→ Your instructions: Retype the lines starting at the one containing "Game engine object recognition — detect truck tire" and ending at the one containing "119, 134, 137, 150", both of those included, copying nothing else.

→ Source data:
╭──
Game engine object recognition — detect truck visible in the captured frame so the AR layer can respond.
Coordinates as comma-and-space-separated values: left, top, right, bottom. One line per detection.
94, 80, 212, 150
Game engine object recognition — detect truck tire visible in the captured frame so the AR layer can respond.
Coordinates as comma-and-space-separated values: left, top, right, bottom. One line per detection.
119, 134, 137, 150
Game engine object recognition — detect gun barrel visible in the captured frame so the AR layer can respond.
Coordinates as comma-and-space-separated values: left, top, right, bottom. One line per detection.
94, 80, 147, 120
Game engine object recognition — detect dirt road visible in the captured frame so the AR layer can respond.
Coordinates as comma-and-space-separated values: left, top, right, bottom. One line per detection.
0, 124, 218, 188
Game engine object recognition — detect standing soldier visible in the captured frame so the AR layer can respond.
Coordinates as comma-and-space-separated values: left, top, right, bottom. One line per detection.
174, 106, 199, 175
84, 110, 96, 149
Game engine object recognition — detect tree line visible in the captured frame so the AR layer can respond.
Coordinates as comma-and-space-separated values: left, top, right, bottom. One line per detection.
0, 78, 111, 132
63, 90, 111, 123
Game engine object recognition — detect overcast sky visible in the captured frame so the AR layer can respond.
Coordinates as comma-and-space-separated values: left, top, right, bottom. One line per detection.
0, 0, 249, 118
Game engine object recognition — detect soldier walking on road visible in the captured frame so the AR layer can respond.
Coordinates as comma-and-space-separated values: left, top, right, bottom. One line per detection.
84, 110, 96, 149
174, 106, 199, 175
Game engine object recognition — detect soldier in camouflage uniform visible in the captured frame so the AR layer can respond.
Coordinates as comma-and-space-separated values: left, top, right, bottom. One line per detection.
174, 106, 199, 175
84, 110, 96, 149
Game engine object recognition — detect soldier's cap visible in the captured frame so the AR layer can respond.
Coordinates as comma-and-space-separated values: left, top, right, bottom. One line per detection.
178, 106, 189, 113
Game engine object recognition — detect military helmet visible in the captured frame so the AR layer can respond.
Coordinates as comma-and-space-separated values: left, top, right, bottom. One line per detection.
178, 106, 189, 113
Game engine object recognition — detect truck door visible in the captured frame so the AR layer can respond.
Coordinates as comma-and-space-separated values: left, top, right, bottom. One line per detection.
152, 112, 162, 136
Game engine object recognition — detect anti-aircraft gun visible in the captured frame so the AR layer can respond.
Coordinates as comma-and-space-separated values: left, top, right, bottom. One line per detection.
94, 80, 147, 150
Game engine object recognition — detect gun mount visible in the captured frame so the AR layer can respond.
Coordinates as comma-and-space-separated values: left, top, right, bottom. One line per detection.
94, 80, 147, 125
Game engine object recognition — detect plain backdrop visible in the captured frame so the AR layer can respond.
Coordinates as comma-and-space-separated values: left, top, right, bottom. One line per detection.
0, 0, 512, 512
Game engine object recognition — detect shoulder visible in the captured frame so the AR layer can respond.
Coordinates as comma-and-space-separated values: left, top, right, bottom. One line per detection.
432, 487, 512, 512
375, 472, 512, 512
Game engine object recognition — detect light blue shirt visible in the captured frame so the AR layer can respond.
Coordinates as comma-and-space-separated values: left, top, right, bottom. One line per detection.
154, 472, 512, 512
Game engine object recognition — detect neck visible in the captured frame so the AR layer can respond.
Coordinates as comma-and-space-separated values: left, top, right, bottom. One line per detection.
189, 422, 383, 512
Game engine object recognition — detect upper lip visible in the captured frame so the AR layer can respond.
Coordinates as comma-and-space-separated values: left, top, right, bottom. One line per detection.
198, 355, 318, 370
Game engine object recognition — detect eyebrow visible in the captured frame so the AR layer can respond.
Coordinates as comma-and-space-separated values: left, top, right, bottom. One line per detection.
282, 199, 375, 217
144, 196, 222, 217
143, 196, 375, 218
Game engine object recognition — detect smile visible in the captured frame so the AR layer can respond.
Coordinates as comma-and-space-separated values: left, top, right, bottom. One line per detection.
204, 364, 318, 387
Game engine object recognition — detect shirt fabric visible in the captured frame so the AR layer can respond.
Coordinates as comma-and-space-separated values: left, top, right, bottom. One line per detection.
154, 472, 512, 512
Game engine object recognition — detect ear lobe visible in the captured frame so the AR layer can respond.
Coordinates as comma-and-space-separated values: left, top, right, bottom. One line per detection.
╰──
→ Result of this task:
Game engine object recognition — detect truck tire visible in the captured frame so the AR layer can respond.
Coordinates as comma-and-space-separated values: left, top, right, bottom. One line per detection.
119, 134, 137, 150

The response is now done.